====== Texto mostrado ======
Tomo un taxi. El chofer parece entender que me lleva al infierno, aunque yo no se lo he dicho. Me gustan los días despejados, pero no ese calor que achicharra empieza.  Está entrando el verano, respondo con ese hilo de voz que viene desde ultratumba. Mi respuesta da pie a la charla y mis masoquistas intenciones de ir masticando el miedo hasta el consultorio del Diablo, se cortan de un cuajo. Las imágenes se me vienen nítidas, pero en desorden, se agolpan, se pelean por salir, por decir, por contar. Y entonces cuento.

Los veranos de mi infancia fueron igual que el patio de mi casa, muy particulares. Se llenaban de un sol vital y enorme como los demás.  Se llenaba de un azul intenso y de un viento travieso que robaba sombreros, pero empinaba cometas, como los demás. Las noches eran frías, de labios partidos y de augurio de «paspa», pero el poncho y la dulzona glicerina con limón en labios y mejillas, curaban ambas cosas y la noche se volvía cuento, leyenda, miedo, sueño y planes para el día siguiente.
====== Información proporcionada ======
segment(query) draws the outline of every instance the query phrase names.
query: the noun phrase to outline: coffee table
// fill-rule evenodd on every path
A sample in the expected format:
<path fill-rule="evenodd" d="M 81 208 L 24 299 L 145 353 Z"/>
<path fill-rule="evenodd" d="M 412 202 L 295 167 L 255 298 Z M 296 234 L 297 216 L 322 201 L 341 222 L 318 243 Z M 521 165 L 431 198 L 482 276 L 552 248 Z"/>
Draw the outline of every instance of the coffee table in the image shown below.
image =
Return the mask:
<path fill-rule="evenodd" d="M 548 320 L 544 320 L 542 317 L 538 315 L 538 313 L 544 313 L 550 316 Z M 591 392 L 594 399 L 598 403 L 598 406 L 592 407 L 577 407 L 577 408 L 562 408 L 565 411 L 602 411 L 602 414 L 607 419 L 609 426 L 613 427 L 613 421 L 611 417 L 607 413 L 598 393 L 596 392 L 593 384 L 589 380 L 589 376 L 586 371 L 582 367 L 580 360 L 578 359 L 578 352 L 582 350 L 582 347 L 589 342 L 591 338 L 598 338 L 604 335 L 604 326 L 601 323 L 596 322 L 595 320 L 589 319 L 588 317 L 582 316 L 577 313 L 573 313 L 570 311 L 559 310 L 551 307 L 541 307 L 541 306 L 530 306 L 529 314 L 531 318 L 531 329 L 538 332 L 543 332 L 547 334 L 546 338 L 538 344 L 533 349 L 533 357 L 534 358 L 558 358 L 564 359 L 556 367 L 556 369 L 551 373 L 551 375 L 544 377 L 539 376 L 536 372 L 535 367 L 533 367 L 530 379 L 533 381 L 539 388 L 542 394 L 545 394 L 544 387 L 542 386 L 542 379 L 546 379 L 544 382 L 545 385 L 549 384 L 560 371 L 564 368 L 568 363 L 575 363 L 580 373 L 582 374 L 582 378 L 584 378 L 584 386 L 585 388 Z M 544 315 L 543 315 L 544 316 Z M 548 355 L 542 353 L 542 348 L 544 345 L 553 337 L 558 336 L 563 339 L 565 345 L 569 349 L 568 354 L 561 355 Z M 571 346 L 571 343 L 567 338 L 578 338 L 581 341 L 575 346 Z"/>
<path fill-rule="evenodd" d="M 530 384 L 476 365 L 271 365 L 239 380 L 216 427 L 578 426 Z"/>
======
* **Descripción de la tarea**:
Prolongue el relato sobre los veranos de la infancia a partir de su última oración.

* **Respuesta del ejercicio**:
El verano empezaba por la «Feria de retazos de Jorge Baduy», un libanés maravilloso que se ganó el corazón de Latacunga entera con sus telas y su simpatía. En el almacén de Jorge Baduy mamá compraba por varas un algodón suave y barato con el que me cosía unos ternos de short y blusa de manga corta.  Así andaba todo el verano: floreada, punteada, rayada, colorida, cómoda y con las rodillas raspadas que también se curaban con glicerina.

En el Molino Poultier nos regalaban «hilo de Chillo» completamente enredado, se necesitaba paciencia para irlo desenredando sin cortarlo porque el hilo con nudos, aunque fueran los de marinero que nos había enseñado papá, hacia peligrar el destino de nuestras cometas. La posibilidad de que colgaran vencidas en las ramas de los eucaliptos inalcanzables era inminente, por eso debíamos lograr un hilo perfecto. Lo recuerdo enroscado minuciosamente a un palito chueco.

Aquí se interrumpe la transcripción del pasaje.